=== DIRECTIVE ===
Convert every entry into a Markdown table with the columns n and Line, numbering each row and skipping blank lines. Leave the pictures out of the answer.
=== RECORDS FOR THIS EXERCISE ===
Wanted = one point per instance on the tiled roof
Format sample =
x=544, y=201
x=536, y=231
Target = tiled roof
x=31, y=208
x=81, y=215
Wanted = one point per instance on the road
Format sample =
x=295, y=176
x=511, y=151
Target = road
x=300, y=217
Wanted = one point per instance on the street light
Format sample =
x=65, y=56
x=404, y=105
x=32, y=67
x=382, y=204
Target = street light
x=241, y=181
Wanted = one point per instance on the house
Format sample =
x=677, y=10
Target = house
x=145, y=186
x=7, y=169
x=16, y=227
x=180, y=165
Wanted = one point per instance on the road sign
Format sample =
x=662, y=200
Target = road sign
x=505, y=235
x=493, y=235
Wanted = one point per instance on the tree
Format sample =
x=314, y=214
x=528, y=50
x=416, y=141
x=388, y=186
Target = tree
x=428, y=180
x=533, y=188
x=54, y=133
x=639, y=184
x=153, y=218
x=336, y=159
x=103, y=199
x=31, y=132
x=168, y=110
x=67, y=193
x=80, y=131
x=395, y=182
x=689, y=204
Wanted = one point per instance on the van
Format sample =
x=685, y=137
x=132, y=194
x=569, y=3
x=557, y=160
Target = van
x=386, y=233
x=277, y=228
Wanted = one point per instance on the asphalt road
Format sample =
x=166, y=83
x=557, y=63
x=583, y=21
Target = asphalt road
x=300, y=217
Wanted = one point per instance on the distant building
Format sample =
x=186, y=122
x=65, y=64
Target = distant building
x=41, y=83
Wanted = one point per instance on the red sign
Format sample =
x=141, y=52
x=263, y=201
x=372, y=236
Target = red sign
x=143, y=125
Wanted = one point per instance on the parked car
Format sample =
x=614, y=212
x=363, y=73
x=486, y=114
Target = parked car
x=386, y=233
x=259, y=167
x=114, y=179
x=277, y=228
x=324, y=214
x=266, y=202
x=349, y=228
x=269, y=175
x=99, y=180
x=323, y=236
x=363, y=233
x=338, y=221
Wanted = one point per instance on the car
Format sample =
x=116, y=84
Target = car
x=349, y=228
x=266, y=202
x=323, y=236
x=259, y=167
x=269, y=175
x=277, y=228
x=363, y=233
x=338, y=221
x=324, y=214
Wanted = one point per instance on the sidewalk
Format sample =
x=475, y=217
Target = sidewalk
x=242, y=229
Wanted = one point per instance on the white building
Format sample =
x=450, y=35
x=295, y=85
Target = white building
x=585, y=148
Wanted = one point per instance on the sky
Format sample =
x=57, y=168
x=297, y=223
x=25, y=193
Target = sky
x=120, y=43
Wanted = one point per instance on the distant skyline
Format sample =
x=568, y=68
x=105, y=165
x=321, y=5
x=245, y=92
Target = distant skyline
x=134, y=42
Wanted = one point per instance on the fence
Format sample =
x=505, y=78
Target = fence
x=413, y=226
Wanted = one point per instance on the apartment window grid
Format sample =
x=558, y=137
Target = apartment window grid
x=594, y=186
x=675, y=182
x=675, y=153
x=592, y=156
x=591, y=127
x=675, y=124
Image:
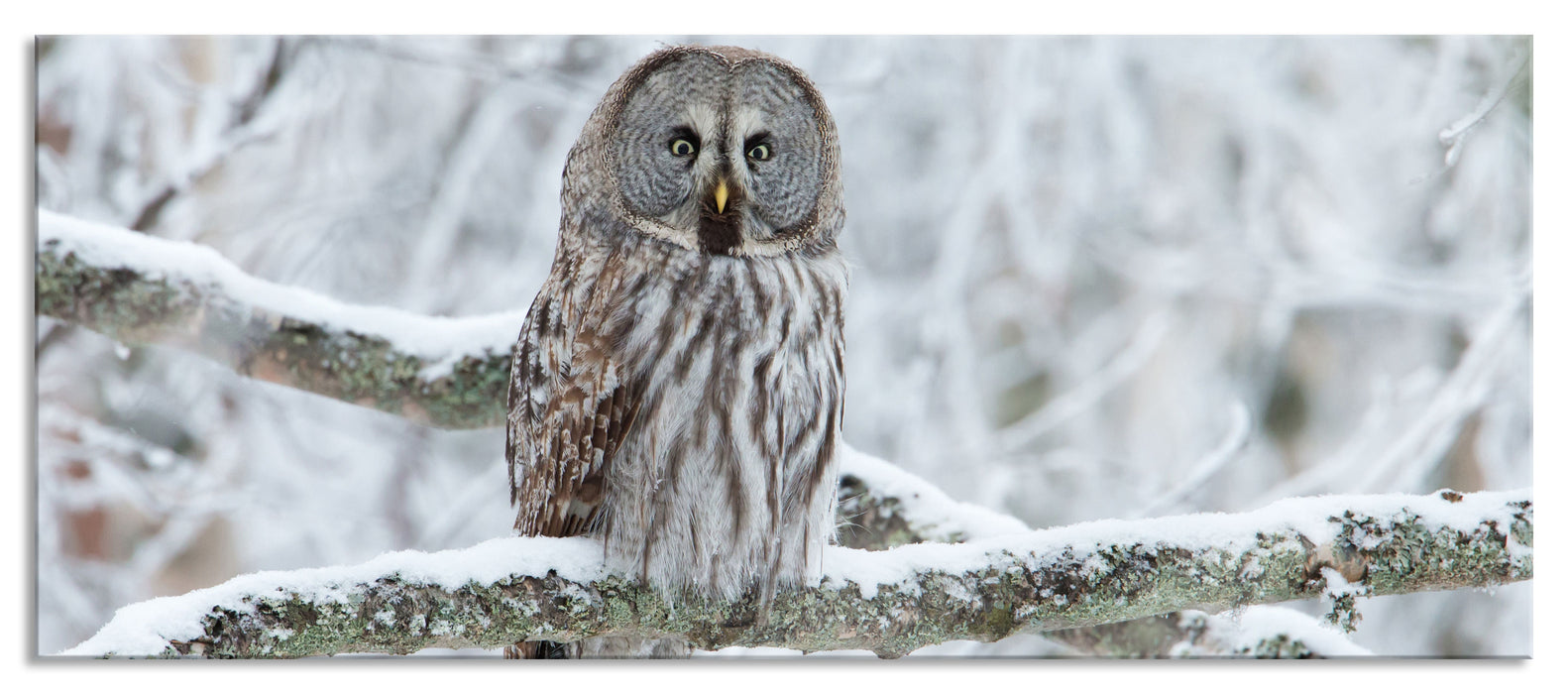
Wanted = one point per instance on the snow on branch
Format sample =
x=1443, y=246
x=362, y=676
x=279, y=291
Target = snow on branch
x=433, y=371
x=889, y=602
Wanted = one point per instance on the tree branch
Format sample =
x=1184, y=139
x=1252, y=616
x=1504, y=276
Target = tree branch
x=137, y=289
x=889, y=602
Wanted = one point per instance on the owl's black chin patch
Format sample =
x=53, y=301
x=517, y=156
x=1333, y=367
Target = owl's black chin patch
x=719, y=233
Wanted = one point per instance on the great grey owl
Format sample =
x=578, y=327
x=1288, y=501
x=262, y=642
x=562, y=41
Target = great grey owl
x=678, y=387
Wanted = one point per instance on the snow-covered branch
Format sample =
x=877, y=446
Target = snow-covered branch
x=889, y=602
x=435, y=371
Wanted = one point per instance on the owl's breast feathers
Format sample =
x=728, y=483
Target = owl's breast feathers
x=687, y=408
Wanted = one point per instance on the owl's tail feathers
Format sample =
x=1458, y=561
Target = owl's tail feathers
x=530, y=650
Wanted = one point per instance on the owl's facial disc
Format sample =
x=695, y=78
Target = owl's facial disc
x=719, y=154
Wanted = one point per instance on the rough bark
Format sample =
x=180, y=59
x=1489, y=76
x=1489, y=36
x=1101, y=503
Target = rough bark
x=356, y=366
x=1026, y=583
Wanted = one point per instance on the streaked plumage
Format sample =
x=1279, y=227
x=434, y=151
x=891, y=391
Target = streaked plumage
x=678, y=388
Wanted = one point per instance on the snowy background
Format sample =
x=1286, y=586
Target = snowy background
x=1093, y=279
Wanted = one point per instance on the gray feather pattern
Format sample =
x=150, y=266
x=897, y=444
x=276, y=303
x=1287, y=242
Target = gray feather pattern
x=681, y=400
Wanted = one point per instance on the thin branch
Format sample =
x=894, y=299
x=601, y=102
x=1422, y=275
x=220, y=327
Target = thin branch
x=137, y=289
x=889, y=602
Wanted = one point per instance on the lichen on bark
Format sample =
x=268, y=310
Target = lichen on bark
x=364, y=369
x=1020, y=588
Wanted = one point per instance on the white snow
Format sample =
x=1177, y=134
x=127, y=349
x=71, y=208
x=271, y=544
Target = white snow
===
=== RESULT ===
| n | Line |
|---|---|
| 1 | Wanted = one point per instance on the tiled roof |
| 2 | Format sample = |
| 3 | x=544, y=201 |
| 4 | x=536, y=231 |
| 5 | Target = tiled roof |
| 6 | x=31, y=208 |
| 7 | x=81, y=215 |
| 8 | Wanted = one point per instance on the road |
| 9 | Format sample = |
| 10 | x=295, y=176 |
| 11 | x=511, y=151 |
| 12 | Target = road |
| 13 | x=300, y=217 |
| 14 | Wanted = one point per instance on the street light |
| 15 | Format sample = |
| 16 | x=65, y=56 |
| 17 | x=404, y=105 |
| 18 | x=32, y=67 |
| 19 | x=382, y=204 |
| 20 | Target = street light |
| 21 | x=241, y=181 |
| 22 | Wanted = one point per instance on the house |
| 23 | Format sample = |
| 24 | x=677, y=10 |
| 25 | Target = house |
| 26 | x=145, y=186 |
| 27 | x=7, y=169 |
| 28 | x=16, y=227 |
| 29 | x=180, y=165 |
| 30 | Wanted = one point per instance on the road sign |
| 31 | Format sample = |
| 32 | x=662, y=200 |
| 33 | Target = road sign |
| 34 | x=505, y=235 |
| 35 | x=493, y=235 |
| 36 | Wanted = one point per instance on the tree |
| 37 | Format sample = |
| 38 | x=314, y=214 |
| 39 | x=528, y=50 |
| 40 | x=416, y=141 |
| 41 | x=388, y=186 |
| 42 | Target = tree |
| 43 | x=428, y=180 |
| 44 | x=533, y=188 |
| 45 | x=54, y=133 |
| 46 | x=639, y=184 |
| 47 | x=153, y=218 |
| 48 | x=336, y=159 |
| 49 | x=103, y=199 |
| 50 | x=31, y=132 |
| 51 | x=168, y=110 |
| 52 | x=67, y=193 |
| 53 | x=80, y=131 |
| 54 | x=395, y=182 |
| 55 | x=689, y=204 |
| 56 | Wanted = one point per instance on the van |
| 57 | Format sample = |
| 58 | x=685, y=137 |
| 59 | x=132, y=194 |
| 60 | x=569, y=3 |
| 61 | x=557, y=160 |
| 62 | Target = van |
| 63 | x=386, y=233 |
| 64 | x=277, y=228 |
| 65 | Wanted = one point per instance on the asphalt road |
| 66 | Format sample = |
| 67 | x=166, y=83 |
| 68 | x=557, y=63 |
| 69 | x=583, y=21 |
| 70 | Target = asphalt road |
| 71 | x=300, y=217 |
| 72 | Wanted = one point per instance on the distant building |
| 73 | Format sample = |
| 74 | x=186, y=122 |
| 75 | x=65, y=64 |
| 76 | Target = distant building |
| 77 | x=41, y=83 |
| 78 | Wanted = one point per instance on the red sign |
| 79 | Format sample = |
| 80 | x=141, y=52 |
| 81 | x=263, y=201 |
| 82 | x=372, y=236 |
| 83 | Target = red sign |
| 84 | x=143, y=125 |
| 85 | Wanted = one point per instance on the parked car |
| 86 | Format sample = |
| 87 | x=614, y=212 |
| 88 | x=363, y=73 |
| 89 | x=486, y=114 |
| 90 | Target = parked car |
| 91 | x=386, y=233 |
| 92 | x=259, y=167 |
| 93 | x=114, y=179 |
| 94 | x=277, y=228 |
| 95 | x=324, y=214 |
| 96 | x=266, y=202 |
| 97 | x=349, y=228 |
| 98 | x=269, y=175 |
| 99 | x=99, y=180 |
| 100 | x=323, y=236 |
| 101 | x=363, y=233 |
| 102 | x=338, y=221 |
| 103 | Wanted = one point per instance on the car |
| 104 | Format sample = |
| 105 | x=116, y=84 |
| 106 | Target = car |
| 107 | x=349, y=228 |
| 108 | x=266, y=202 |
| 109 | x=323, y=236 |
| 110 | x=259, y=167 |
| 111 | x=269, y=175 |
| 112 | x=277, y=228 |
| 113 | x=363, y=233 |
| 114 | x=338, y=221 |
| 115 | x=324, y=214 |
| 116 | Wanted = one point per instance on the sidewalk |
| 117 | Format sample = |
| 118 | x=475, y=217 |
| 119 | Target = sidewalk |
| 120 | x=242, y=229 |
| 121 | Wanted = one point per instance on the white building |
| 122 | Format sample = |
| 123 | x=450, y=35 |
| 124 | x=295, y=85 |
| 125 | Target = white building |
| 126 | x=585, y=148 |
| 127 | Wanted = one point per instance on the sky |
| 128 | Format sample = |
| 129 | x=57, y=168 |
| 130 | x=297, y=223 |
| 131 | x=25, y=193 |
| 132 | Target = sky |
| 133 | x=120, y=43 |
| 134 | Wanted = one point per instance on the distant skyline |
| 135 | Format sample = |
| 136 | x=568, y=68 |
| 137 | x=105, y=165 |
| 138 | x=321, y=5 |
| 139 | x=245, y=92 |
| 140 | Target = distant skyline |
| 141 | x=134, y=42 |
| 142 | Wanted = one point per instance on the fence |
| 143 | Format sample = |
| 144 | x=505, y=78 |
| 145 | Target = fence |
| 146 | x=413, y=226 |
| 147 | Wanted = one point per instance on the apartment window grid |
| 148 | Format sample = |
| 149 | x=558, y=137 |
| 150 | Target = apartment window grid |
| 151 | x=594, y=186 |
| 152 | x=675, y=182 |
| 153 | x=675, y=153 |
| 154 | x=592, y=156 |
| 155 | x=591, y=127 |
| 156 | x=675, y=124 |
| 157 | Image: |
| 158 | Wanted = one point per instance on the snow on branch |
| 159 | Format sample = |
| 160 | x=1443, y=246 |
| 161 | x=362, y=676 |
| 162 | x=279, y=291 |
| 163 | Target = snow on branch |
| 164 | x=433, y=371 |
| 165 | x=889, y=602 |
| 166 | Wanted = one point per instance on the tree branch |
| 167 | Format sample = |
| 168 | x=1184, y=139 |
| 169 | x=1252, y=616 |
| 170 | x=1504, y=276 |
| 171 | Target = tree branch |
| 172 | x=137, y=289 |
| 173 | x=889, y=602 |
| 174 | Wanted = one point per instance on the owl's black chin patch |
| 175 | Format sample = |
| 176 | x=53, y=301 |
| 177 | x=517, y=156 |
| 178 | x=1333, y=367 |
| 179 | Target = owl's black chin patch |
| 180 | x=719, y=233 |
| 181 | Wanted = one point per instance on the great grey owl |
| 182 | Format sample = |
| 183 | x=578, y=327 |
| 184 | x=1288, y=501 |
| 185 | x=262, y=642 |
| 186 | x=562, y=41 |
| 187 | Target = great grey owl |
| 188 | x=678, y=387 |
| 189 | Wanted = one point per instance on the snow-covered branch |
| 190 | Format sample = |
| 191 | x=877, y=446 |
| 192 | Target = snow-covered branch |
| 193 | x=889, y=602 |
| 194 | x=435, y=371 |
| 195 | Wanted = one point per instance on the owl's breast feathers |
| 196 | Format sample = |
| 197 | x=728, y=483 |
| 198 | Target = owl's breast feathers |
| 199 | x=687, y=408 |
| 200 | Wanted = one point per instance on the owl's tail feathers |
| 201 | Format sample = |
| 202 | x=1458, y=561 |
| 203 | Target = owl's tail feathers |
| 204 | x=530, y=650 |
| 205 | Wanted = one point per instance on the owl's facial disc |
| 206 | Format sample = |
| 207 | x=695, y=78 |
| 208 | Target = owl's facial disc |
| 209 | x=719, y=154 |
| 210 | Wanted = one point per instance on the rough bark |
| 211 | Format sample = |
| 212 | x=180, y=59 |
| 213 | x=1489, y=76 |
| 214 | x=1489, y=36 |
| 215 | x=1101, y=503 |
| 216 | Target = rough bark |
| 217 | x=356, y=366 |
| 218 | x=1026, y=583 |
| 219 | Wanted = one point per instance on the streaked plumage |
| 220 | Format sample = |
| 221 | x=1279, y=227 |
| 222 | x=434, y=151 |
| 223 | x=891, y=391 |
| 224 | Target = streaked plumage |
| 225 | x=678, y=388 |
| 226 | Wanted = one point per instance on the snowy background |
| 227 | Format sample = |
| 228 | x=1286, y=586 |
| 229 | Target = snowy background |
| 230 | x=1093, y=279 |
| 231 | Wanted = one point per instance on the gray feather pattern |
| 232 | Format sample = |
| 233 | x=150, y=266 |
| 234 | x=897, y=444 |
| 235 | x=276, y=303 |
| 236 | x=1287, y=242 |
| 237 | Target = gray feather pattern |
| 238 | x=681, y=400 |
| 239 | Wanted = one point per instance on the thin branch |
| 240 | Format sample = |
| 241 | x=894, y=299 |
| 242 | x=601, y=102 |
| 243 | x=1422, y=275 |
| 244 | x=220, y=327 |
| 245 | Target = thin branch |
| 246 | x=137, y=289 |
| 247 | x=889, y=602 |
| 248 | Wanted = one point per instance on the lichen on bark |
| 249 | Format sample = |
| 250 | x=268, y=310 |
| 251 | Target = lichen on bark |
| 252 | x=364, y=369 |
| 253 | x=1020, y=588 |
| 254 | Wanted = one point per instance on the white snow |
| 255 | Format sample = |
| 256 | x=1177, y=134 |
| 257 | x=127, y=349 |
| 258 | x=71, y=208 |
| 259 | x=271, y=544 |
| 260 | Target = white snow |